• Problem requirements
Exactly reproduce each record listed below.

Data listing
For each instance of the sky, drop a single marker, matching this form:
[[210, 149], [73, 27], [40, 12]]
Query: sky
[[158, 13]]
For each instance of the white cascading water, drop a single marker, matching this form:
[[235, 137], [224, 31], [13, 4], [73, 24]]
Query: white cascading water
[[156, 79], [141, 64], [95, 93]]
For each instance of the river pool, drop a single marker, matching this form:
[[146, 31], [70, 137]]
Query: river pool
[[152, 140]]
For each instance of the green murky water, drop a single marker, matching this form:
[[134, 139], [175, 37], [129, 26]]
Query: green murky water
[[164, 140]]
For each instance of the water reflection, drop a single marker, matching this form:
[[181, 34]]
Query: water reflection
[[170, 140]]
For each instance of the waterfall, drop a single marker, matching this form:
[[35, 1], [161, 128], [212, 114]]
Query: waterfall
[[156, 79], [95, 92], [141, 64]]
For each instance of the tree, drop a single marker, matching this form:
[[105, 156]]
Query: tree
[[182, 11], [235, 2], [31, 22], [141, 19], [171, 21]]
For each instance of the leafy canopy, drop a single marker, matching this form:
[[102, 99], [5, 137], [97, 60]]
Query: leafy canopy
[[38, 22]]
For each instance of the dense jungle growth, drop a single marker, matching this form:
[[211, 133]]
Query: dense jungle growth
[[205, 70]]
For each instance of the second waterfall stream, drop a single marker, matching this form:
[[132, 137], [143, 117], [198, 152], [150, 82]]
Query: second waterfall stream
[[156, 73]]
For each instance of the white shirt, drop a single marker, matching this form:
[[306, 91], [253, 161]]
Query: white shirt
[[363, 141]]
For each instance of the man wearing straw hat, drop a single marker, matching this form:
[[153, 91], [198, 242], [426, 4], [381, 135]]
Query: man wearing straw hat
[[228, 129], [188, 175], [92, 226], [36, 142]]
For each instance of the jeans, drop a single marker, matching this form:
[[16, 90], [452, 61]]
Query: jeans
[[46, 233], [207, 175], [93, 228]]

• Output for this exercise
For each instance of the sky, drop a single marker, matching this form:
[[210, 149], [73, 27], [40, 12]]
Query: sky
[[158, 13]]
For each instance of the white cascading water, drop a single marker, matching this form:
[[235, 137], [224, 31], [13, 4], [73, 24]]
Query: white cascading water
[[156, 79], [141, 64], [95, 93]]
For each instance of the river pool, drop a single marker, matching this form:
[[146, 31], [70, 137]]
Query: river pool
[[152, 140]]
For each instance of the green murky water, drop a single marker, matching this form:
[[134, 139], [175, 37], [129, 26]]
Query: green murky water
[[164, 140]]
For each instance of the water reflection, drop a single marker, matching this form:
[[181, 34]]
Query: water reflection
[[170, 140]]
For each instance of the waterfall, drop a single marker, matching this form:
[[35, 1], [161, 128], [212, 114]]
Query: waterfall
[[156, 79], [95, 92], [141, 64]]
For each instance of the tree, drop a single marker, matching this form:
[[105, 156]]
Query: tree
[[182, 11], [235, 2], [31, 22], [141, 19], [171, 21]]
For each instance of the leafy canopy, drop a single marker, matching this form:
[[102, 99], [5, 137], [97, 60]]
Query: leafy canopy
[[38, 22]]
For each instance of the dense jungle growth, drop a single marker, matching this form:
[[211, 133]]
Query: dense jungle growth
[[205, 70]]
For each instance of the second waterfall stream, drop a single marker, matching this form:
[[132, 137], [143, 117], [198, 152], [150, 82]]
Query: second waterfall stream
[[156, 73]]
For each instance of the white shirt, drop a single marker, matching this form:
[[306, 91], [253, 161]]
Query: white shirt
[[363, 141]]
For each instance of the man wearing straw hat, drop a single marker, matching this form:
[[153, 91], [198, 242], [426, 4], [381, 135]]
Query: man wearing straw hat
[[228, 129], [188, 175], [92, 226], [36, 142]]
For each instance of the jeans, drop a single marker, matching this form:
[[16, 90], [452, 61]]
Query: jeans
[[46, 233], [207, 175], [93, 228]]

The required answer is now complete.